▸ TEXT PROVIDED:
>>>>>

As Nimoy recalls in a 2014 radio interview with WGBH Boston,
"I identified with him a lot. He was a character that was outside the mainstream, the alien, and I grew up feeling that way. I'd felt that I was one of the minority. And Spock was not at home on Vulcan because he was half-human, he was not at home on Earth because he was half-Vulcan, the kids on Vulcan teased him because he was a half-breed, and that's why he went into the space work. I was struck by what the character had in the way of intelligence, and usefulness and professionalism and dignity. Above all, dignity. It meant a lot to me."
The now universal to geekdom "Vulcan Salute" of "Live Long, and Prosper" is actually a modified version of the priestly blessing of the temple congregation performed by kohainim, which Nimoy experienced as a young child peeking out underneath his father's tallit.
During the filming of the episode "Amok Time", Nimoy improvised his single hand, upright version of this on-camera and it stuck.
There were other actors that were considered for the role of Mr. Spock by the series' creator, Gene Roddenberry. It has been well-established that one of Roddenberry's favorites to play the role was Martin Landau, who turned down the role reportedly because he "could not play unemotional".
After Star Trek, Nimoy would go on to replace Landau in the cast lineup in his role as "The Great Paris" in seasons 4 and 5 of Mission Impossible. If you've never watched the original Mission Impossible series and are a Nimoy fan, I highly encourage you to catch it on Netflix.

<<<<<

▸ DATA UNDER STUDY:
>>>>>

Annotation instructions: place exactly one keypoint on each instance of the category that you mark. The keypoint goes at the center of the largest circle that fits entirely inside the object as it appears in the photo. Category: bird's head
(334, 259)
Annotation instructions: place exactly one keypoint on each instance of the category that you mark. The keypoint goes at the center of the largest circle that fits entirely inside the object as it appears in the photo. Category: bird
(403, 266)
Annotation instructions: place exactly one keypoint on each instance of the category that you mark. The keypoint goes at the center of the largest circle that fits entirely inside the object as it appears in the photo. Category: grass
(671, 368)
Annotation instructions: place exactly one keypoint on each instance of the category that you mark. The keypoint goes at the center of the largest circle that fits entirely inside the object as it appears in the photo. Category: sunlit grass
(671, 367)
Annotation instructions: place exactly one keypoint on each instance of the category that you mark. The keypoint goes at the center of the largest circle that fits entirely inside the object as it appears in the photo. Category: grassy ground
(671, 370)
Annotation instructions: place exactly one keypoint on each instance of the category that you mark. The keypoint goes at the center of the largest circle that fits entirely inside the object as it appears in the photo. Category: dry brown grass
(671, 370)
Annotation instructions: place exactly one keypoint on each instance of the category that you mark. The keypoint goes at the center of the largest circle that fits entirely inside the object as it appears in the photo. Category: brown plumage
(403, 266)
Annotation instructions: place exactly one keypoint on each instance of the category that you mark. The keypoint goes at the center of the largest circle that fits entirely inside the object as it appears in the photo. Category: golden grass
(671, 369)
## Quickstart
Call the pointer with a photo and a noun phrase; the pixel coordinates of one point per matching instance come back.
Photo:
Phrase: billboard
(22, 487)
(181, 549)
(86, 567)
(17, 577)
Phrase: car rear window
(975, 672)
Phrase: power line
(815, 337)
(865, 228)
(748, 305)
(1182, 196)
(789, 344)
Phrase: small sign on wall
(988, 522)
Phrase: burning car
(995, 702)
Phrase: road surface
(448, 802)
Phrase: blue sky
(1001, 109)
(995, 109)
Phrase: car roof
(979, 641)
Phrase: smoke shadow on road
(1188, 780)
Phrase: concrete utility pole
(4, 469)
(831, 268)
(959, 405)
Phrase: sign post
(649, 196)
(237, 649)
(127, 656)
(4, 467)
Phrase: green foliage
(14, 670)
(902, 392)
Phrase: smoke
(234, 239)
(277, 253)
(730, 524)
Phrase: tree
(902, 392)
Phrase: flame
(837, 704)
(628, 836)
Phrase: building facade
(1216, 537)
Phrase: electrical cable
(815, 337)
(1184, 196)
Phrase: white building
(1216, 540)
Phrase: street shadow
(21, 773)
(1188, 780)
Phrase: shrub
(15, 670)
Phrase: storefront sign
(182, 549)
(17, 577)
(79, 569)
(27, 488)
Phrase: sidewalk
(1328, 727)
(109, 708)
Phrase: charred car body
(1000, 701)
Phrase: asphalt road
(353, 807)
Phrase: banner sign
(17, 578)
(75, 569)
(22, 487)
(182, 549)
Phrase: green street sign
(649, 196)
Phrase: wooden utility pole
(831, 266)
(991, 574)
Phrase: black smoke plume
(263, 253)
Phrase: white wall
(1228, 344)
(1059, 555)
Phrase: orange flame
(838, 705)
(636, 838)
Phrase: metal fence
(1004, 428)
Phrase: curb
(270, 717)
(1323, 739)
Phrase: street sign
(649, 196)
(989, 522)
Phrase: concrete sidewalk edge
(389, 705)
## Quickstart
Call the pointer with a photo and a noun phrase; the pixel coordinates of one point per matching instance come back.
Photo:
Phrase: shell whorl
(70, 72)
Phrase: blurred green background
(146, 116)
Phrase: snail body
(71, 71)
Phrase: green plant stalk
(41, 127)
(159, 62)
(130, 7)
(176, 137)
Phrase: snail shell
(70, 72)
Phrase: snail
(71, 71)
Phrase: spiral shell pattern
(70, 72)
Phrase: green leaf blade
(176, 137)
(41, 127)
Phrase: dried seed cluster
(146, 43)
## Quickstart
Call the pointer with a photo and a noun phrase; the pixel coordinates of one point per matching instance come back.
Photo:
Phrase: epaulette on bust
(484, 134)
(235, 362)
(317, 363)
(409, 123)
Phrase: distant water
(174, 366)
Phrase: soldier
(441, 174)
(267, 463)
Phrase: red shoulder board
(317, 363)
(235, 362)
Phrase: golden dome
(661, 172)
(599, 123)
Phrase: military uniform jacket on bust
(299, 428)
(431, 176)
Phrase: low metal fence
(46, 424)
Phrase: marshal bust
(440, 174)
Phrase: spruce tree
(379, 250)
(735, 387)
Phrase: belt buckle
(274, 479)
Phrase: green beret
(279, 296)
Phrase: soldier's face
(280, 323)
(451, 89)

<<<<<

▸ WORK TO COMPLETE:
[A] Answer these about the Leonard Nimoy text:
(i) In what year did Nimoy give the radio interview with WGBH Boston?
(ii) During the filming of which episode did Nimoy improvise the one-handed salute?
(iii) Which actor, reportedly a favorite of Gene Roddenberry, turned down the role of Mr. Spock?
[B] Could you write the next few sentences of the Leonard Nimoy text, picking up right after its final line?
The listing plays no part in this work.

▸ PER-TASK ANSWERS:
[A]
(i) 2014
(ii) "Amok Time"
(iii) Martin Landau

[B]
I don't know how Star Trek would have turned out with Martin Landau as Spock. It would have indeed been a different show, especially if Jeffrey Hunter had kept his role as Captain Pike after the filming of the series' pilot.
Landau is a highly accomplished actor, one worthy of respect. But it is difficult to say if Star Trek would have had the same impact on generations of viewers if Nimoy wasn't part of the equation.
Beyond the fond memories which I tie to my own family growing up in the 1970's I cannot express any more strongly how important the character of Spock was to forming the idea of becoming a technologist later on in my life.
My family, at least on my father's side, was one of medical professionals. My father was a general practicing dentist and his father, an orthodontist, who was for a time president of the New York Dental Association. My aunt, his sister, became a highly successful ophthalmologist.
Suffice it to say I didn't want any part of that stuff after experiencing it firsthand.
I got my genetic disposition for writing from Jack Perlow, who was never far from his Smith-Corona manual typewriter.
But my love for tech and science came from Sid Esikoff. And Sid, who was a US Army Statistical Control expert during his time in the Mediterranean theatre and worked with early IBM tabulation systems loved Mr. Spock.
Sid always referred to William Shatner's character as "Kirk, the Jerk." Sid became his own boss and often rejected authority types.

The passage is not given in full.